### [EXTRACT]
## Begin

This popped into my head from reading this thread, but didn’t want to hijack
Did your parents ever inadvertently scare the crap out of you, that still (somewhat) affects you into adulthood?
My parents took my brother and me(I?) to the drive-in movies (remember them?) back in '76 or '77. They used to play two movies then, I can’t recall what the other one was. They went to see Jaws.
I believe my brother had fallen asleep by then, but I hadn’t. (I was 7-8 years old, he was 4-5) I watched some of it, before diving under the blankets in the back of the station wagon, scared to all hell from watching Jaws tear up the boat with the lifeguard (where the kids sailboat capsizes in the ‘pond’).
Flash forward about 6 weeks, we vacationed in Virginia every other year with my father’s family. We went to Virginia Beach and well, my dad put me on his shoulders and started out into the water. I slowly began to panic, and when the water began to touch my legs, I hit the panic button and freaked. My father, not knowing what was wrong, let me down to check on me. I tore off towards the beach like there was no tomorrow. I refused to go into the water again the rest of the summer, yet wouldn’t say why.
Flash forward to adulthood. I still get that edgy tingly fear when I go to the beach, and occasionally I have to force down the panic that suddenly creeps up on me in the water. I’m 42 years old now, and I still squirm when I go to the beach.
The irony of it all is, whenever Jaws comes on TV, I am drawn to it like a moth to light, and will sit through the whole thing, and enjoy every minute of it.
I told my mother this story last year, and she felt awful, but we laughed over it afterwards.
Yes. Like you, my parents took me to a drive-in movie, but they didn’t know that the subject matter was too strong for kids. The movie was The Naked Prey, and it featured many imaginative, realistic and terrifying torture scenes. It scared the holy fuck out of me and I threw up in the back of the station wagon. Unlike you, I still feel oogy nowadays if I happen to watch a bit of this old movie on television.
My parents said they thought it would be a nature movie about African wildlife!
Slight hijack: When I managed a movie theatre, I saw parents bringing their young kids to see The Emerald Forest. We tried to tell them that it had nudity, violence, and cannibalism, but they insisted that because of the title it must be Disney. So I’ve done my part to scar young lives.

## End

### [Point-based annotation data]
## Begin

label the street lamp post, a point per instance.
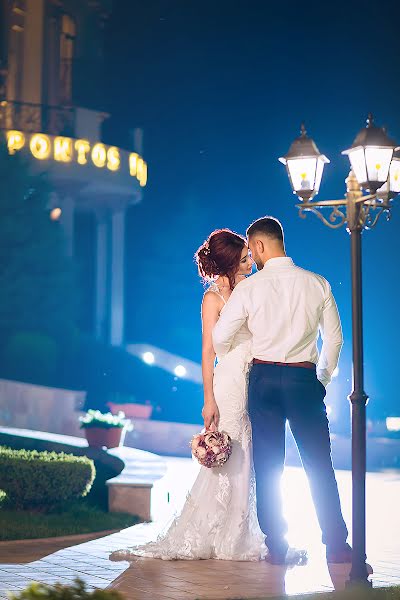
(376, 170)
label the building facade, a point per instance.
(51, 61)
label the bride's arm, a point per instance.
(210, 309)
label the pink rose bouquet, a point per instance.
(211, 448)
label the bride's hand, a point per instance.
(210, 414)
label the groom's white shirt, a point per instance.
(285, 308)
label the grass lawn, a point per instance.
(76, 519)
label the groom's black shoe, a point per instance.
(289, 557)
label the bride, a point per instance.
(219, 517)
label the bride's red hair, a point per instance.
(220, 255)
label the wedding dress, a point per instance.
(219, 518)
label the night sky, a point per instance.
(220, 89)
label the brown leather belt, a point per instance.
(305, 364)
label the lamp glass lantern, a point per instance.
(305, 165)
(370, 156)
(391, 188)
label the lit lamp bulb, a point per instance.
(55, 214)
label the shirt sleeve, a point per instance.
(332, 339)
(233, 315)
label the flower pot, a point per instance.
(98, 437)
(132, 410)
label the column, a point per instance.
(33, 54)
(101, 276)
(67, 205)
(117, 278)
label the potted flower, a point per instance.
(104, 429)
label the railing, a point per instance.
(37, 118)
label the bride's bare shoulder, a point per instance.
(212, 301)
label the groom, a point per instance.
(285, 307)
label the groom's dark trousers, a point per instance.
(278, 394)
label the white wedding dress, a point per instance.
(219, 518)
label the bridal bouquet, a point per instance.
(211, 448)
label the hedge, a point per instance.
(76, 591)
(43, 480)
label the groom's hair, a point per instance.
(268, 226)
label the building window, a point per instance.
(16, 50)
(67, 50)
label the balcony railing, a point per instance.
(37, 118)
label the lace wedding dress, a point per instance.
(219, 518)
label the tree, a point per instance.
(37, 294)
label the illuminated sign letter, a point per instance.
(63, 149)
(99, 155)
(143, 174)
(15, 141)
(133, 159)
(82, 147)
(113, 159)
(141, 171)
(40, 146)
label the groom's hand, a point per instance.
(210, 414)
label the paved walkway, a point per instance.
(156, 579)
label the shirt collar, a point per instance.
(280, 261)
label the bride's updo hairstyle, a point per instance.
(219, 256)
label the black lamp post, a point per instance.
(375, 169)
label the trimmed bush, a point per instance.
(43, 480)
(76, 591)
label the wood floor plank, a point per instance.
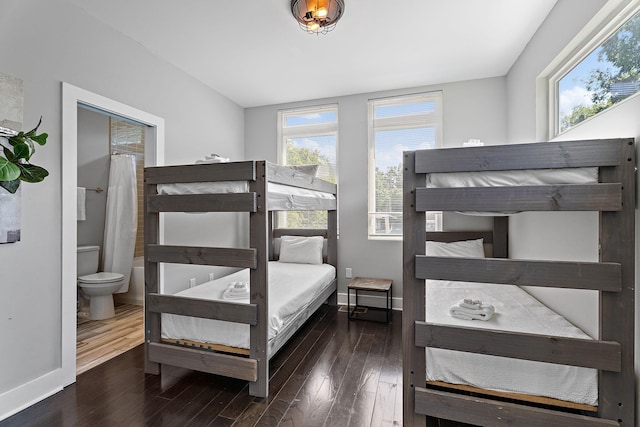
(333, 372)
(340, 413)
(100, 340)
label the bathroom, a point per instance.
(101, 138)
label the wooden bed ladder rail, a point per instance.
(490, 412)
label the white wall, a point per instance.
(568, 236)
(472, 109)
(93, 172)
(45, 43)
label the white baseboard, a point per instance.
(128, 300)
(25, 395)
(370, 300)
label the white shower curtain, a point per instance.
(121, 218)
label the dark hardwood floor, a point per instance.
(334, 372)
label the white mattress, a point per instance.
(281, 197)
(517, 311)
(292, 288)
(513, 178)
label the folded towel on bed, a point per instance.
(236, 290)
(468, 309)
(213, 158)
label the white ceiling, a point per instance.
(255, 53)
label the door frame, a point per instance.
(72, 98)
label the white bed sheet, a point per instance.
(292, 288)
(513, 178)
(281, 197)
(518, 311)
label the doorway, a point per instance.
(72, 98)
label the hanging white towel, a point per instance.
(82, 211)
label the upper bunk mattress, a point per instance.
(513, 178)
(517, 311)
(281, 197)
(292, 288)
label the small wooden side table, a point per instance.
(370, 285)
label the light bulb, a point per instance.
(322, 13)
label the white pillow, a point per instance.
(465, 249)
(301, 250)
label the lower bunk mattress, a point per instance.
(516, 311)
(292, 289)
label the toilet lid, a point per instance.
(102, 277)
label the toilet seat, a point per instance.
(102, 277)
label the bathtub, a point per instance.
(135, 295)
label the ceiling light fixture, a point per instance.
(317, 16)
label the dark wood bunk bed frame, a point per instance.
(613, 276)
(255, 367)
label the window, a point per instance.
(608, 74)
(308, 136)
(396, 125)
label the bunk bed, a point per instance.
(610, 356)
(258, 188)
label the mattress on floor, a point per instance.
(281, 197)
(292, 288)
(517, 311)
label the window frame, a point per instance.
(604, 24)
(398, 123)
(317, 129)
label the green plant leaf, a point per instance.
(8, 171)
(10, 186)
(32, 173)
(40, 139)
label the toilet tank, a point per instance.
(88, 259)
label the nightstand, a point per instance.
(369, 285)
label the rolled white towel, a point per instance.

## End

### [WHAT TO WORK ON]
[a] According to the thread, why did the parents at the movie theater insist on bringing their young kids to see The Emerald Forest despite the warnings?
[b] Print the thread from "Flash forward to" up to and including "to the beach.".

### [SOLUTIONS TO THE TASKS]
[a] They believed that because of its title, The Emerald Forest had to be a Disney film. So they dismissed the theater's warning that it contained nudity, violence, and cannibalism.

[b]
Flash forward to adulthood. I still get that edgy tingly fear when I go to the beach, and occasionally I have to force down the panic that suddenly creeps up on me in the water. I’m 42 years old now, and I still squirm when I go to the beach.